Task description =
From the listing below, put only the lines from the line with "Would you please identify the mountain" to the line with "column 150, row 63", both included, into a JSON list of strings. Use one string per line and skip any blank lines.

Dataset content =
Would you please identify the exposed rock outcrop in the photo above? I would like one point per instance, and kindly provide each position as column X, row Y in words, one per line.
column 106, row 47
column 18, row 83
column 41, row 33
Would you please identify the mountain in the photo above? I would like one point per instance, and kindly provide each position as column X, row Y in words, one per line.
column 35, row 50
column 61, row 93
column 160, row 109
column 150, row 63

...

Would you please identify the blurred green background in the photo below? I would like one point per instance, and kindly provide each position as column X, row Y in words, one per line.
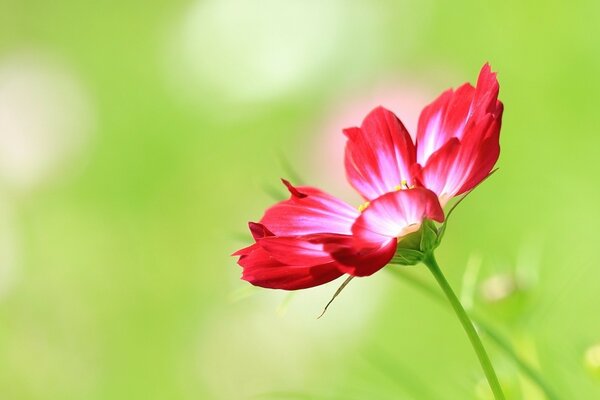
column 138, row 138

--

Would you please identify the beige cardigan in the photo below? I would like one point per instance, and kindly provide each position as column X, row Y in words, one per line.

The completed task =
[
  "Would you please identify the mountain in the photo above? I would like one point per instance, and kindly provide each position as column X, row Y in words, one per line.",
  "column 35, row 50",
  "column 61, row 93",
  "column 160, row 109",
  "column 150, row 63"
]